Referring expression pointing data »

= = =

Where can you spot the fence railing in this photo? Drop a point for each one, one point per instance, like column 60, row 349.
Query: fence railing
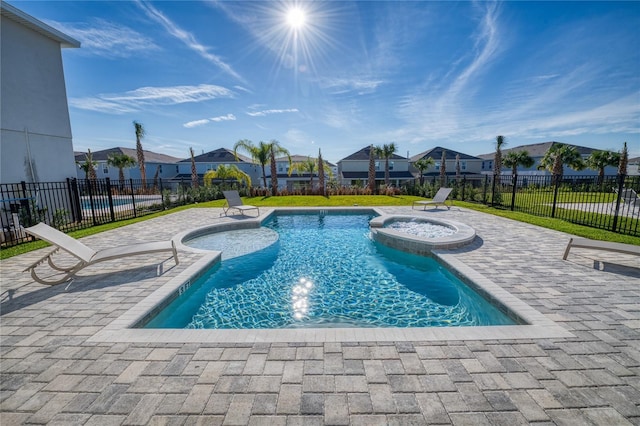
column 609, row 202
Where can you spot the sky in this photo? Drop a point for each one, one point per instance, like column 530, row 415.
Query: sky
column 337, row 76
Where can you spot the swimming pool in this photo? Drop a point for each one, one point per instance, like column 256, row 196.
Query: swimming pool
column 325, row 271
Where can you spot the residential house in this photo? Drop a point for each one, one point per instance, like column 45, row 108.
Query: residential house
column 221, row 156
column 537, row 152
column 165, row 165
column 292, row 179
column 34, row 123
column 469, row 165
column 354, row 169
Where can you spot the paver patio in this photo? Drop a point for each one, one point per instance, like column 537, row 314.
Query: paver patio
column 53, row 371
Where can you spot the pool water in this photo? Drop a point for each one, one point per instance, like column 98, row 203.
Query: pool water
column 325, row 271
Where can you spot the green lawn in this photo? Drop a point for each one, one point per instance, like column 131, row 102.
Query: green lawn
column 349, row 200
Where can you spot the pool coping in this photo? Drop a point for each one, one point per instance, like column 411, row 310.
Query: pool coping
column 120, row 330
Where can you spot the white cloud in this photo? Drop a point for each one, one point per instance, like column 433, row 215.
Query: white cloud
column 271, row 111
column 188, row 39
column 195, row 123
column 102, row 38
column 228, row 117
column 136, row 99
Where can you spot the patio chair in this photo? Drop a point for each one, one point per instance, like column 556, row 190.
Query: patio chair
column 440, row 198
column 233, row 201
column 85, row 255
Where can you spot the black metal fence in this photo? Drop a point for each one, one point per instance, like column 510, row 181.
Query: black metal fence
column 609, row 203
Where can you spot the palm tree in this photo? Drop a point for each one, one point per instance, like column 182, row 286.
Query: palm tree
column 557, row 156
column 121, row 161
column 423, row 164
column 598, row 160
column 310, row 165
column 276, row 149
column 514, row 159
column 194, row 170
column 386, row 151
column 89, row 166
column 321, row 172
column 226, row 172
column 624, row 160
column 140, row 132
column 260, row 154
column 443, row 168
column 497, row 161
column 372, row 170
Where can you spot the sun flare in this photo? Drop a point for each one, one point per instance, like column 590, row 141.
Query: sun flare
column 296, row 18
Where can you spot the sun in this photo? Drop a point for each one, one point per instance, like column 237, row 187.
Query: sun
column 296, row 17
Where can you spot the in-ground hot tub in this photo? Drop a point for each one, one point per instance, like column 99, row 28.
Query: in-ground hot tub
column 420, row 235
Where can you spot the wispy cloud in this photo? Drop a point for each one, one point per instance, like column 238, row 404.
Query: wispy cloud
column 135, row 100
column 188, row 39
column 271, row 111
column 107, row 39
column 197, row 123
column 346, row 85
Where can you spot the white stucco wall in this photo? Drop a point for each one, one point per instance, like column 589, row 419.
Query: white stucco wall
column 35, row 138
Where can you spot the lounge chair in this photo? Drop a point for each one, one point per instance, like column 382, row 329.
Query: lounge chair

= = =

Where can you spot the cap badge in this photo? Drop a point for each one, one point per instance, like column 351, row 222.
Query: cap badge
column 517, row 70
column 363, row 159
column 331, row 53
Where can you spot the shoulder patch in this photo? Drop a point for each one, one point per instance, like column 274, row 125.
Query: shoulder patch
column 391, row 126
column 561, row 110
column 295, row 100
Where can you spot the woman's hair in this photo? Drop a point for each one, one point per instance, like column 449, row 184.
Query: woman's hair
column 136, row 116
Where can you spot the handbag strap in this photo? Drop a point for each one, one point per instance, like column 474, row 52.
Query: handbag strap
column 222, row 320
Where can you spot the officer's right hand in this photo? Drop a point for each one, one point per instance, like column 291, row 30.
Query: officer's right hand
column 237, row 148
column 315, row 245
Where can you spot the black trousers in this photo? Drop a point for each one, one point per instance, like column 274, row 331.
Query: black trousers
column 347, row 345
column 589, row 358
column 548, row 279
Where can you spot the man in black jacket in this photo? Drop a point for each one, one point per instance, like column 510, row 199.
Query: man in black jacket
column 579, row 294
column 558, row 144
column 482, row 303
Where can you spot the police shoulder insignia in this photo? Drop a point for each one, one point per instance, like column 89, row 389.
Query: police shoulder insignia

= = =

In the data above, which lines lie between the line with "Query: white stucco wall" and the line with "Query: lounge chair", inclusive? Print those lines exactly and nothing else.

Query: white stucco wall
column 35, row 138
Where can you spot the lounge chair in this photo? Drop a point for each one, one point per instance, like column 382, row 329.
Query: lounge chair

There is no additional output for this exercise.